**Written instruction**
Find each line in the listing below that contains the word "debris" with the same capitalization, and copy those lines.

— Start Records —

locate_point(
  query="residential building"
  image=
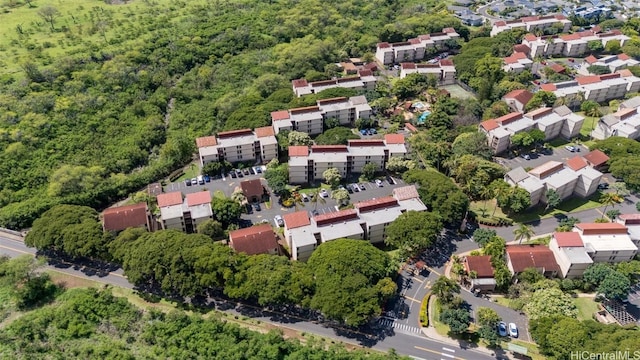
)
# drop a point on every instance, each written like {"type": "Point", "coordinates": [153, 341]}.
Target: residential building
{"type": "Point", "coordinates": [612, 62]}
{"type": "Point", "coordinates": [518, 99]}
{"type": "Point", "coordinates": [308, 164]}
{"type": "Point", "coordinates": [259, 145]}
{"type": "Point", "coordinates": [598, 88]}
{"type": "Point", "coordinates": [122, 217]}
{"type": "Point", "coordinates": [364, 81]}
{"type": "Point", "coordinates": [367, 221]}
{"type": "Point", "coordinates": [310, 119]}
{"type": "Point", "coordinates": [516, 62]}
{"type": "Point", "coordinates": [254, 240]}
{"type": "Point", "coordinates": [444, 71]}
{"type": "Point", "coordinates": [554, 122]}
{"type": "Point", "coordinates": [184, 215]}
{"type": "Point", "coordinates": [481, 267]}
{"type": "Point", "coordinates": [531, 24]}
{"type": "Point", "coordinates": [573, 178]}
{"type": "Point", "coordinates": [414, 49]}
{"type": "Point", "coordinates": [539, 257]}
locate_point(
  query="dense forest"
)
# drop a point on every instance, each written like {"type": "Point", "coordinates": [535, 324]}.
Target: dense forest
{"type": "Point", "coordinates": [98, 100]}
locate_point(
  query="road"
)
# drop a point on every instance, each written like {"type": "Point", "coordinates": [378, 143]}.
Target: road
{"type": "Point", "coordinates": [382, 338]}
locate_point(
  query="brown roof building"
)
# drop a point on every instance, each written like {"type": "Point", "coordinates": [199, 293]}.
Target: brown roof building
{"type": "Point", "coordinates": [123, 217]}
{"type": "Point", "coordinates": [254, 240]}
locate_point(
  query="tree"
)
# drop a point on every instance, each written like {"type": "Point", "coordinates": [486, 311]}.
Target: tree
{"type": "Point", "coordinates": [369, 171]}
{"type": "Point", "coordinates": [444, 288]}
{"type": "Point", "coordinates": [70, 229]}
{"type": "Point", "coordinates": [211, 228]}
{"type": "Point", "coordinates": [487, 317]}
{"type": "Point", "coordinates": [226, 211]}
{"type": "Point", "coordinates": [332, 177]}
{"type": "Point", "coordinates": [351, 280]}
{"type": "Point", "coordinates": [297, 138]}
{"type": "Point", "coordinates": [341, 196]}
{"type": "Point", "coordinates": [458, 320]}
{"type": "Point", "coordinates": [553, 199]}
{"type": "Point", "coordinates": [336, 136]}
{"type": "Point", "coordinates": [550, 302]}
{"type": "Point", "coordinates": [413, 231]}
{"type": "Point", "coordinates": [49, 14]}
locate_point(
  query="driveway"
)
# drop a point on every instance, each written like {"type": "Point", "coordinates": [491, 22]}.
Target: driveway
{"type": "Point", "coordinates": [558, 154]}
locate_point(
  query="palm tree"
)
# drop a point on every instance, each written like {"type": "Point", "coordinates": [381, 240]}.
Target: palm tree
{"type": "Point", "coordinates": [523, 232]}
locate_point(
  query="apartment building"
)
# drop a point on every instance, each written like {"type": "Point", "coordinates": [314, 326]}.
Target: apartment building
{"type": "Point", "coordinates": [184, 214]}
{"type": "Point", "coordinates": [517, 62]}
{"type": "Point", "coordinates": [598, 88]}
{"type": "Point", "coordinates": [367, 221]}
{"type": "Point", "coordinates": [364, 81]}
{"type": "Point", "coordinates": [259, 145]}
{"type": "Point", "coordinates": [531, 24]}
{"type": "Point", "coordinates": [612, 62]}
{"type": "Point", "coordinates": [573, 178]}
{"type": "Point", "coordinates": [308, 164]}
{"type": "Point", "coordinates": [570, 45]}
{"type": "Point", "coordinates": [554, 122]}
{"type": "Point", "coordinates": [310, 119]}
{"type": "Point", "coordinates": [624, 123]}
{"type": "Point", "coordinates": [444, 71]}
{"type": "Point", "coordinates": [414, 49]}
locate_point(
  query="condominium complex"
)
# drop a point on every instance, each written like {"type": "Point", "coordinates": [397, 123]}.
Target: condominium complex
{"type": "Point", "coordinates": [444, 71]}
{"type": "Point", "coordinates": [574, 45]}
{"type": "Point", "coordinates": [624, 123]}
{"type": "Point", "coordinates": [310, 119]}
{"type": "Point", "coordinates": [184, 214]}
{"type": "Point", "coordinates": [308, 164]}
{"type": "Point", "coordinates": [598, 88]}
{"type": "Point", "coordinates": [532, 24]}
{"type": "Point", "coordinates": [554, 122]}
{"type": "Point", "coordinates": [367, 221]}
{"type": "Point", "coordinates": [364, 81]}
{"type": "Point", "coordinates": [575, 177]}
{"type": "Point", "coordinates": [590, 243]}
{"type": "Point", "coordinates": [414, 49]}
{"type": "Point", "coordinates": [259, 145]}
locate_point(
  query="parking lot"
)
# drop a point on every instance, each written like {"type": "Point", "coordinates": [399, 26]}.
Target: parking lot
{"type": "Point", "coordinates": [536, 159]}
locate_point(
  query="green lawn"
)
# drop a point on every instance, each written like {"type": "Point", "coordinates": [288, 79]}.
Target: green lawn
{"type": "Point", "coordinates": [586, 307]}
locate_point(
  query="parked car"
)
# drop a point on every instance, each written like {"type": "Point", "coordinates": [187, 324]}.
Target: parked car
{"type": "Point", "coordinates": [502, 329]}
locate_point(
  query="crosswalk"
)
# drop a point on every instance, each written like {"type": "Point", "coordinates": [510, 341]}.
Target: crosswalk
{"type": "Point", "coordinates": [403, 328]}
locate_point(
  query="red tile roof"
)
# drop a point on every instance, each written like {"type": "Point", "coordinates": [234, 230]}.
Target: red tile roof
{"type": "Point", "coordinates": [480, 264]}
{"type": "Point", "coordinates": [206, 141]}
{"type": "Point", "coordinates": [254, 240]}
{"type": "Point", "coordinates": [279, 115]}
{"type": "Point", "coordinates": [531, 256]}
{"type": "Point", "coordinates": [489, 125]}
{"type": "Point", "coordinates": [296, 219]}
{"type": "Point", "coordinates": [120, 218]}
{"type": "Point", "coordinates": [394, 138]}
{"type": "Point", "coordinates": [576, 163]}
{"type": "Point", "coordinates": [596, 158]}
{"type": "Point", "coordinates": [265, 131]}
{"type": "Point", "coordinates": [601, 228]}
{"type": "Point", "coordinates": [199, 198]}
{"type": "Point", "coordinates": [298, 151]}
{"type": "Point", "coordinates": [568, 239]}
{"type": "Point", "coordinates": [169, 199]}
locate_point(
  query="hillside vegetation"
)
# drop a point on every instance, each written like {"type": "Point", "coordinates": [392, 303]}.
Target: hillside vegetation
{"type": "Point", "coordinates": [97, 100]}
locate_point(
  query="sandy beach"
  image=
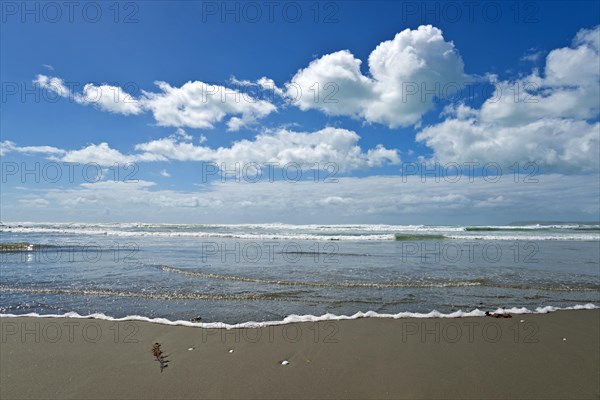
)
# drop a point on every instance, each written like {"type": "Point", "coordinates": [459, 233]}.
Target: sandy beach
{"type": "Point", "coordinates": [549, 356]}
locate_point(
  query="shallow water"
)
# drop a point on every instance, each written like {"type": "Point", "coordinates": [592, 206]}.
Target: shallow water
{"type": "Point", "coordinates": [238, 273]}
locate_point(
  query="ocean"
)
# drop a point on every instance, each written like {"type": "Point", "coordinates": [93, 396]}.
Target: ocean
{"type": "Point", "coordinates": [235, 274]}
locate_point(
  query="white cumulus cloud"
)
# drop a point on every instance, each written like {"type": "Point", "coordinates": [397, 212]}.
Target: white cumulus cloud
{"type": "Point", "coordinates": [404, 72]}
{"type": "Point", "coordinates": [549, 118]}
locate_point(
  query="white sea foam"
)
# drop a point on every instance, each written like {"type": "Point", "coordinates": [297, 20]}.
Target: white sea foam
{"type": "Point", "coordinates": [302, 232]}
{"type": "Point", "coordinates": [310, 318]}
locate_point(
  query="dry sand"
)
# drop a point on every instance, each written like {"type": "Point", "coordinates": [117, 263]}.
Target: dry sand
{"type": "Point", "coordinates": [550, 356]}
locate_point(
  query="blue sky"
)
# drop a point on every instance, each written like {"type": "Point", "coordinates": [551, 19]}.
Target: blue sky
{"type": "Point", "coordinates": [137, 89]}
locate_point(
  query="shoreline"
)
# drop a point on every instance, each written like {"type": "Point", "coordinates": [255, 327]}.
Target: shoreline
{"type": "Point", "coordinates": [294, 318]}
{"type": "Point", "coordinates": [554, 355]}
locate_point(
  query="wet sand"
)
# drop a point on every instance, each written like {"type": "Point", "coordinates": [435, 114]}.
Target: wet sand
{"type": "Point", "coordinates": [547, 356]}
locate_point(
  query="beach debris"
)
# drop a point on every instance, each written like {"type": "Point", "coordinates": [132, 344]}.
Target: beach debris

— End Records —

**Answer to this task**
  query="beach debris"
Target: beach debris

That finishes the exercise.